EXERCISE MATERIALS:
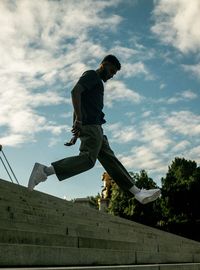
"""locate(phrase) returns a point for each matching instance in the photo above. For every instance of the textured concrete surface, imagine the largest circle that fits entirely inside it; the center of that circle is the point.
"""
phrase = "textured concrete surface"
(37, 229)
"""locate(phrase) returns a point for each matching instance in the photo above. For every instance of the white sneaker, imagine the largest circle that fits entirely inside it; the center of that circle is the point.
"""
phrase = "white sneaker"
(146, 196)
(38, 175)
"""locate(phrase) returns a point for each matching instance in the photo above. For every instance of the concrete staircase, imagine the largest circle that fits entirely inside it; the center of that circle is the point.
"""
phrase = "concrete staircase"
(39, 230)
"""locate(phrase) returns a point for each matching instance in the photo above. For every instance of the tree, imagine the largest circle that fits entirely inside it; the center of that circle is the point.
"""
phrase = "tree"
(181, 197)
(123, 204)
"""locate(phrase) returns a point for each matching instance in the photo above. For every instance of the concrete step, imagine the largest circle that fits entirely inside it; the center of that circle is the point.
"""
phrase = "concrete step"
(29, 255)
(39, 229)
(47, 205)
(94, 235)
(67, 210)
(185, 266)
(11, 236)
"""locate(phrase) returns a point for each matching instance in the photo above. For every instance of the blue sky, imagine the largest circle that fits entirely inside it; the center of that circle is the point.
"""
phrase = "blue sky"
(151, 105)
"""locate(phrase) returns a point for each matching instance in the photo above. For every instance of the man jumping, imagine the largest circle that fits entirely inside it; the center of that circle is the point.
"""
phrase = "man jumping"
(87, 100)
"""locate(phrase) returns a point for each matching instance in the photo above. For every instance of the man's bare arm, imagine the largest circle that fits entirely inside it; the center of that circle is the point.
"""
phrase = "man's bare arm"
(76, 101)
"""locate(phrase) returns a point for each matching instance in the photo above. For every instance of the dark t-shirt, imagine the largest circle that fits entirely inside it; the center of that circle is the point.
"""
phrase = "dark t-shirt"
(92, 98)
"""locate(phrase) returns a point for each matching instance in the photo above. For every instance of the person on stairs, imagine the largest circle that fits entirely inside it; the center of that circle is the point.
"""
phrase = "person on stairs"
(88, 102)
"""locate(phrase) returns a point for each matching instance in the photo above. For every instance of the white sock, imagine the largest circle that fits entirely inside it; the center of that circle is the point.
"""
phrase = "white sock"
(49, 170)
(134, 189)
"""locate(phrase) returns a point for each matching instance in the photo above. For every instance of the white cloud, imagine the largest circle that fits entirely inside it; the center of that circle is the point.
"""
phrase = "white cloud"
(194, 69)
(184, 122)
(122, 134)
(44, 47)
(156, 136)
(142, 157)
(186, 96)
(177, 22)
(117, 91)
(181, 146)
(135, 70)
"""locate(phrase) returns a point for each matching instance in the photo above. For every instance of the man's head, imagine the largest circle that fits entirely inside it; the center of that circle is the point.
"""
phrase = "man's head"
(109, 67)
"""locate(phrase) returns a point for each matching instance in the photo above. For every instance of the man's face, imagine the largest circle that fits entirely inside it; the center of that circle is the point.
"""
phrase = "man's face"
(109, 70)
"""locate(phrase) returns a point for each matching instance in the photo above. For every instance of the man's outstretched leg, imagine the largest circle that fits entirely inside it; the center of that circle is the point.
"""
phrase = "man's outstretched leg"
(120, 175)
(91, 140)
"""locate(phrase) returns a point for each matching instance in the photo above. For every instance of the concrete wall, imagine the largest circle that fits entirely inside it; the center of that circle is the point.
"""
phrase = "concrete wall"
(37, 229)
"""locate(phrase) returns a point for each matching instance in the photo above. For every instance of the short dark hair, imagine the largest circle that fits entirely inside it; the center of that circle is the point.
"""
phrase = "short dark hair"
(113, 60)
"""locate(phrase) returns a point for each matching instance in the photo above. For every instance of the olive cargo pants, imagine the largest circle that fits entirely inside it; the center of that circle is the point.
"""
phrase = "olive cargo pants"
(94, 145)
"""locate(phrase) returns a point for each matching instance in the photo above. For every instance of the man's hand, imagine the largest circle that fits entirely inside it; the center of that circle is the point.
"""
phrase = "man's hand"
(76, 128)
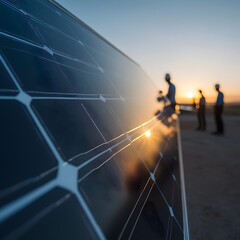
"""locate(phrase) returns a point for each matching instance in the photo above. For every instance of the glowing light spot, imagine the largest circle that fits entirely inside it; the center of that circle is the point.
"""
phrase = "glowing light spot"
(148, 134)
(190, 95)
(177, 107)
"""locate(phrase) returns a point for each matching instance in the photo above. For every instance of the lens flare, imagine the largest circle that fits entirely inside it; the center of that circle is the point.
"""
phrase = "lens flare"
(148, 134)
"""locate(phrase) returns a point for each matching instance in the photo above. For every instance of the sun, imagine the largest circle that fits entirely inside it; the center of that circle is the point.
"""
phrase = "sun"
(148, 134)
(190, 95)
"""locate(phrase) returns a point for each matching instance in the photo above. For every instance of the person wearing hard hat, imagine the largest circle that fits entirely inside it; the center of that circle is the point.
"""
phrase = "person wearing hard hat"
(218, 110)
(171, 91)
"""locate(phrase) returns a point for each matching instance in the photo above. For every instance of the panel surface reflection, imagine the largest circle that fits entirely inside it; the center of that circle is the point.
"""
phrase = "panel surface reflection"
(83, 155)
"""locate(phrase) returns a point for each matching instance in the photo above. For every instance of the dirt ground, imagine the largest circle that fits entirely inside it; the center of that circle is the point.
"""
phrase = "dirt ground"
(212, 178)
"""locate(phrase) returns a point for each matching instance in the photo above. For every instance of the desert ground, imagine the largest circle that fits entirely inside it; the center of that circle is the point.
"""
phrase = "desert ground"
(212, 178)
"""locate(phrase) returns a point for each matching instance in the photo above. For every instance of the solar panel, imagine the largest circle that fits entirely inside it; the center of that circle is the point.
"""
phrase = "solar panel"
(83, 155)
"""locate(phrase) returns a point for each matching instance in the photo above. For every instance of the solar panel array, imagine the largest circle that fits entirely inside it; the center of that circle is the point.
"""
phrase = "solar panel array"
(75, 160)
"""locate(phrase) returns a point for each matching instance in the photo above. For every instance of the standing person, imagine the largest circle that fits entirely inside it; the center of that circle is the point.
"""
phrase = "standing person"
(171, 91)
(218, 110)
(201, 113)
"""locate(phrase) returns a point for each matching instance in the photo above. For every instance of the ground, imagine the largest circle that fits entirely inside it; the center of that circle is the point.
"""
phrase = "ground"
(212, 178)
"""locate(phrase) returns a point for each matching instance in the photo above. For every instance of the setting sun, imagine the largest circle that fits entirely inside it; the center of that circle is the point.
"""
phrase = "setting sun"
(148, 134)
(190, 95)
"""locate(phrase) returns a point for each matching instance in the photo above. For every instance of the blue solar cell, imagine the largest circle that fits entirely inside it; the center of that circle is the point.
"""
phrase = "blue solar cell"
(76, 161)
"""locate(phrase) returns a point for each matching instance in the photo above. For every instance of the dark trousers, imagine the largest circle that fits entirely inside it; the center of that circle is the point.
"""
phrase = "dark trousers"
(201, 118)
(218, 110)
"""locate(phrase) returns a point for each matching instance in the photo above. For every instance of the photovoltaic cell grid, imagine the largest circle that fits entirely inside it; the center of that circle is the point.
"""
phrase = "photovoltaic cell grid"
(75, 160)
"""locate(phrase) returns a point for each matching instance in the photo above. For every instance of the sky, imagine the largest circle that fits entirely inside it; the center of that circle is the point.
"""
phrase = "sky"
(196, 41)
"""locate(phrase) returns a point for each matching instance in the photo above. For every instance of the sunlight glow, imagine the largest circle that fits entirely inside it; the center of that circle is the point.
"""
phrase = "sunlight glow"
(148, 134)
(190, 95)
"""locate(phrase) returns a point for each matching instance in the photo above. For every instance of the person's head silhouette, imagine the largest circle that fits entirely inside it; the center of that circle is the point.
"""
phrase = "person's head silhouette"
(168, 78)
(217, 87)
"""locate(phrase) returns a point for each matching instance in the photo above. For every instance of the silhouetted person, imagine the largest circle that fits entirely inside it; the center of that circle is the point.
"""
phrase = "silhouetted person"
(218, 110)
(201, 112)
(161, 98)
(171, 91)
(194, 104)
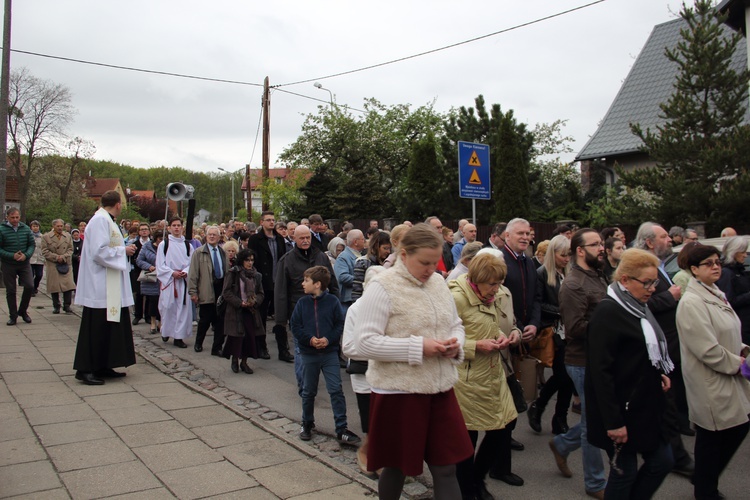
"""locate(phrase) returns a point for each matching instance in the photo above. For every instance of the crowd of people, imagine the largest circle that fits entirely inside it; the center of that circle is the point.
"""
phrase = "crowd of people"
(428, 323)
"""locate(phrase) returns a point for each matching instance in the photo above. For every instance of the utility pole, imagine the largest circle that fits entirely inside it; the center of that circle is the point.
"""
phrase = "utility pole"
(266, 144)
(4, 97)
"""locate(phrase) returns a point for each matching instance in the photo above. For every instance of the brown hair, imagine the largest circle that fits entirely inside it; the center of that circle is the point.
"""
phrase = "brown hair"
(318, 274)
(420, 236)
(633, 261)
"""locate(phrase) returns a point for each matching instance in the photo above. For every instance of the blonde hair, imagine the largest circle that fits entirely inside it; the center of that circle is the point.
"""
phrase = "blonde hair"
(397, 233)
(231, 244)
(420, 236)
(558, 243)
(487, 268)
(633, 261)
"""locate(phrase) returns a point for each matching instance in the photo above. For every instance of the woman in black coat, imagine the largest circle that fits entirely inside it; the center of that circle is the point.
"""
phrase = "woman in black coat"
(243, 295)
(627, 363)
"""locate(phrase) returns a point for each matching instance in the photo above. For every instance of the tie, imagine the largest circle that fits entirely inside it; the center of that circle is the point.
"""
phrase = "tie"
(217, 264)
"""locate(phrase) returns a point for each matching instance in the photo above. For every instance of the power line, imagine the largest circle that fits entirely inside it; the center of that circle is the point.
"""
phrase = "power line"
(432, 51)
(139, 70)
(317, 99)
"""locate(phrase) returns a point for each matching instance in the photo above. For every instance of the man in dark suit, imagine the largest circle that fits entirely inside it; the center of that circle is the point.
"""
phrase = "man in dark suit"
(663, 303)
(319, 238)
(269, 247)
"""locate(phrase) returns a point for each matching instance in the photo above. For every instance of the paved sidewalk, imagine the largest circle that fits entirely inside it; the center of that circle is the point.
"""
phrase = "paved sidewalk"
(148, 435)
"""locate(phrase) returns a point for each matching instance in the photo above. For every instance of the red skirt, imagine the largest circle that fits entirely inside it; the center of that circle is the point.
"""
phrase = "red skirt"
(409, 429)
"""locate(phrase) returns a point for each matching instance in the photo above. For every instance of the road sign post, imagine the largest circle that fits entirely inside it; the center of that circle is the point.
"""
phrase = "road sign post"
(474, 173)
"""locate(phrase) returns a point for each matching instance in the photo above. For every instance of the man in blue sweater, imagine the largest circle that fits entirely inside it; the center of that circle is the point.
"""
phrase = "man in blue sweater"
(317, 324)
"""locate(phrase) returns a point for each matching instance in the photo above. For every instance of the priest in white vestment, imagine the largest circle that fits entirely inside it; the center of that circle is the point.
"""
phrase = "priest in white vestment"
(105, 338)
(172, 266)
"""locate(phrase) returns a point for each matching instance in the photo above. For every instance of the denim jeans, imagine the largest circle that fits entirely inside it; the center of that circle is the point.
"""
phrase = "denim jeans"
(643, 482)
(593, 466)
(312, 366)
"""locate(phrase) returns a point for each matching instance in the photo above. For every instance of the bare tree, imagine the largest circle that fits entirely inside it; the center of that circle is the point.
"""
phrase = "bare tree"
(39, 112)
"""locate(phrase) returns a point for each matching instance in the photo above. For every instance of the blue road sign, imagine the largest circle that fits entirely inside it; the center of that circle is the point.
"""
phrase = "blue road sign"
(474, 170)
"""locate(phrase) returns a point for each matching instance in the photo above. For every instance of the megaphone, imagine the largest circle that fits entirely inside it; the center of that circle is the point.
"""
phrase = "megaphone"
(177, 191)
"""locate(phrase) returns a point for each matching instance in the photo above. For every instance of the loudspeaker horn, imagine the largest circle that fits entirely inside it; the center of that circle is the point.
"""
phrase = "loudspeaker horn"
(177, 191)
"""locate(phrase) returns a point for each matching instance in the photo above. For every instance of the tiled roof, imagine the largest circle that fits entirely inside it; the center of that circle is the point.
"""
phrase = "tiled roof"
(649, 83)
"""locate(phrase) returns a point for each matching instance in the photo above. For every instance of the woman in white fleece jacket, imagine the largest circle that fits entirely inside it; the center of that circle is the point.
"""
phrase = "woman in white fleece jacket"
(412, 335)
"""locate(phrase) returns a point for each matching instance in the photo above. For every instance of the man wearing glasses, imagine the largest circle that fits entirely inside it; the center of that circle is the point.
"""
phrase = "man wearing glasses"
(581, 291)
(269, 246)
(663, 303)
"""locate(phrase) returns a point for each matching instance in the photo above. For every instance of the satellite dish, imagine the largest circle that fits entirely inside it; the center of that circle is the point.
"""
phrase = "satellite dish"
(177, 191)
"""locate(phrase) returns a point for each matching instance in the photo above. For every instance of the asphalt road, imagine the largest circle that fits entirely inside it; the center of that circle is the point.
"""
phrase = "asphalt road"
(273, 385)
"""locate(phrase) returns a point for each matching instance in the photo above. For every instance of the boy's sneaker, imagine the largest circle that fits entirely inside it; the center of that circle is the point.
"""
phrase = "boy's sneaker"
(348, 437)
(305, 433)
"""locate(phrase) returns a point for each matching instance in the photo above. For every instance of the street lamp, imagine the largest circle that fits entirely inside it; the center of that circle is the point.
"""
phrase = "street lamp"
(231, 177)
(318, 85)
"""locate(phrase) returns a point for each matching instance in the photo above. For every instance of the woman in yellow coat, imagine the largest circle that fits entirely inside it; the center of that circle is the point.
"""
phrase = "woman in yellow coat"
(486, 309)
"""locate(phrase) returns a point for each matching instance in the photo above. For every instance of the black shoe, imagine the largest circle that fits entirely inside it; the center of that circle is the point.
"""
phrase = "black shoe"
(89, 378)
(245, 368)
(535, 417)
(687, 468)
(559, 425)
(509, 478)
(109, 373)
(481, 491)
(685, 430)
(285, 356)
(305, 433)
(348, 437)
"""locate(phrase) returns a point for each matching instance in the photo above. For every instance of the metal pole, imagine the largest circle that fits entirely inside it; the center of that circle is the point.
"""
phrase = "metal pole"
(4, 95)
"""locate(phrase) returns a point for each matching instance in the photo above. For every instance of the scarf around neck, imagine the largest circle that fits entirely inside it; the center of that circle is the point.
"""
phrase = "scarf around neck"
(656, 343)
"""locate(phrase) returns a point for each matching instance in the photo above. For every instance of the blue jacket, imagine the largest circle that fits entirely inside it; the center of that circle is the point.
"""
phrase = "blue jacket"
(344, 268)
(320, 316)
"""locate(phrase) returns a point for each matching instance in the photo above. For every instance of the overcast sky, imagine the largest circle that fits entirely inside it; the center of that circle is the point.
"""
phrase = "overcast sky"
(569, 67)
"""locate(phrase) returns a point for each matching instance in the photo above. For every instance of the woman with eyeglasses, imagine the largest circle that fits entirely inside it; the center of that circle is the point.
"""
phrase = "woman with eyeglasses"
(627, 363)
(712, 355)
(550, 277)
(486, 310)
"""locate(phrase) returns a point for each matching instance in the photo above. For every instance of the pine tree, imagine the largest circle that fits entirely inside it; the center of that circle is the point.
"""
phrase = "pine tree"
(703, 146)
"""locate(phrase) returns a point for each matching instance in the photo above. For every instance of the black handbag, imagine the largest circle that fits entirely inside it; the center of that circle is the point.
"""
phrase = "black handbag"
(516, 389)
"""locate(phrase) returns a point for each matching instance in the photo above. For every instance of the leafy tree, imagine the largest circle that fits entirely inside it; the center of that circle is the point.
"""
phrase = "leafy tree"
(702, 149)
(39, 112)
(357, 164)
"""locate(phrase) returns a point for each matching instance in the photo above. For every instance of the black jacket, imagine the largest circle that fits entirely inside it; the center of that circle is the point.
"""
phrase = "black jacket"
(522, 282)
(622, 387)
(289, 275)
(664, 307)
(258, 243)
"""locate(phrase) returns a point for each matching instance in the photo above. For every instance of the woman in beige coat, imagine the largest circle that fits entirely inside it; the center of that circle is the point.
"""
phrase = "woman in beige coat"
(57, 250)
(712, 354)
(486, 309)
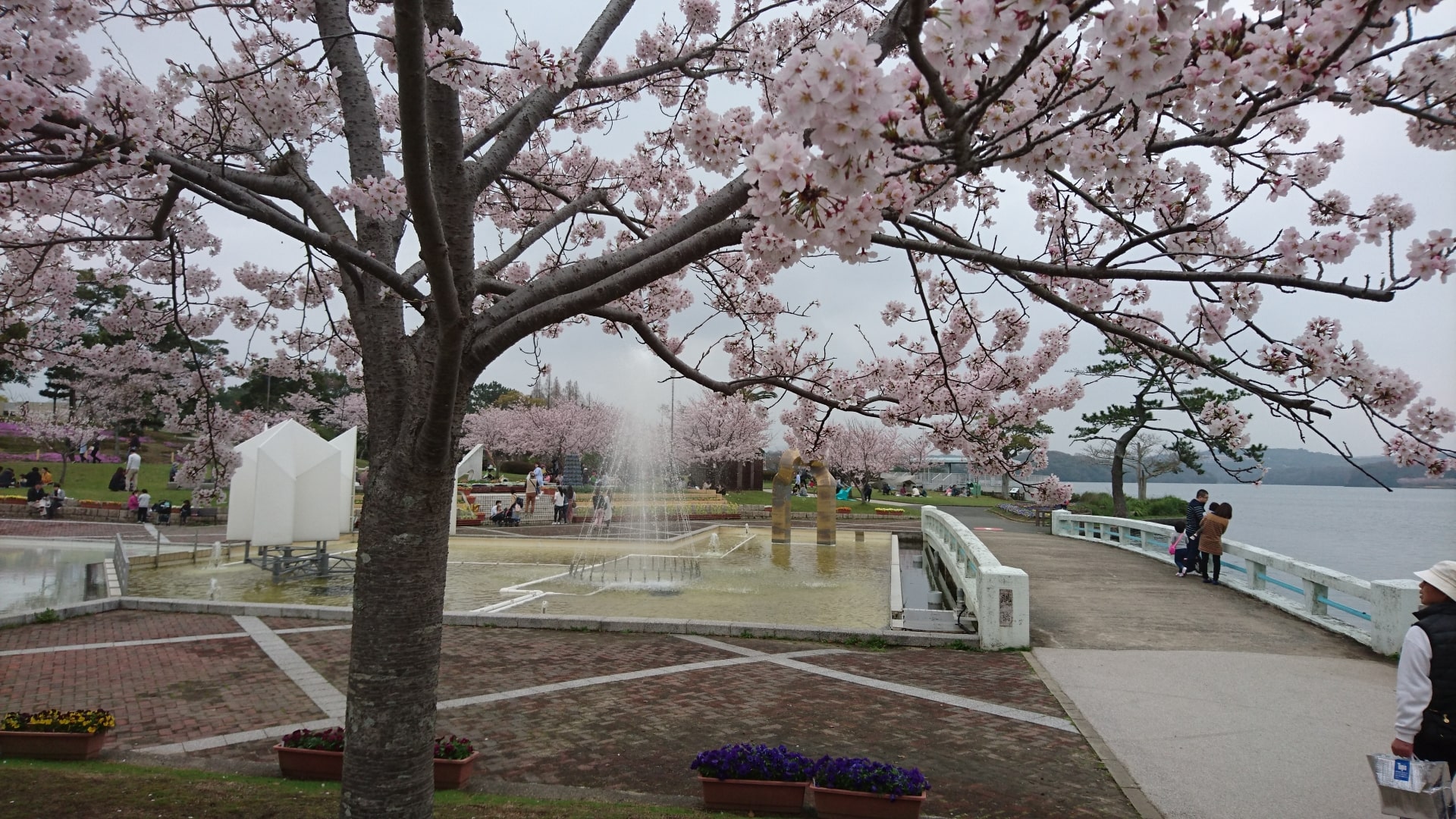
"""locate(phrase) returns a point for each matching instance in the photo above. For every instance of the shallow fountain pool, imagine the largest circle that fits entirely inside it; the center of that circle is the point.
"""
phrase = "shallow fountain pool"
(718, 573)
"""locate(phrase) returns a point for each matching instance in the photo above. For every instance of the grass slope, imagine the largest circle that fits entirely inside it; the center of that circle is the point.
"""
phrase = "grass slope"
(88, 482)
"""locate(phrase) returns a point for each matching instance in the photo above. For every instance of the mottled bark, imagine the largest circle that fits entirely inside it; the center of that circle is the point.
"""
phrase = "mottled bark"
(395, 653)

WHAT YOU WILL DO:
Repeat word for word, and nothing more, the lines between the line containing "black handbag, imagine" and the last line of the records above, inclusive, without pictures.

OUTPUT OF THE TASK:
"""locate(phrase) returns a point for each matching instance in the photo above. For every instance of the black handbag, imagine the largest circle that fits entirely inside it; the center of that circle is the point.
"""
phrase = "black handbag"
(516, 389)
"""locate(phrase) returns a point for each matching instance in the photo above. For every instance of the leafy tree, imagine the largest circle that fits entirely inside it; the center of that circle is the point.
"""
phrase = "leafy tree"
(702, 149)
(39, 112)
(357, 164)
"""locate(phrase) returns a point for each matching instance in the photo above. For every instance of the black jacket, imagine the largest circle that fits entirely inside it; the center of that circle is the point.
"""
phrase = "black jacket"
(522, 282)
(622, 387)
(289, 275)
(664, 307)
(258, 243)
"""locate(phrase) returns a point for each matching instance in the photo above. For every instance of the woman in beige coat, imagine the largest circle that fits entirely inside it; the center of that circle is the point.
"""
phrase = "woman in beige coat"
(57, 250)
(712, 354)
(486, 309)
"""locate(phrase) returns a point for each matching instance in the photo above. For every instance of the shallow fountain pool, imagine the largest circle that fits entirely inside it; the center of that circle is the point.
"""
phrase = "shallow fountain pool"
(718, 573)
"""locate(phrase) returns a point for each matching instance in the photo above. For every instance of the grass slope, imagine the largest circle that fits entirely inside it; the center of that circle is the point.
"""
phrase = "grass slope"
(88, 482)
"""locate(phrase) returns a point for each matching instance in the photo above. For every instance of the mottled bark, imagine the largest circle that fits entirely inside it; the center of that circle is the point.
"""
phrase = "mottled bark"
(395, 653)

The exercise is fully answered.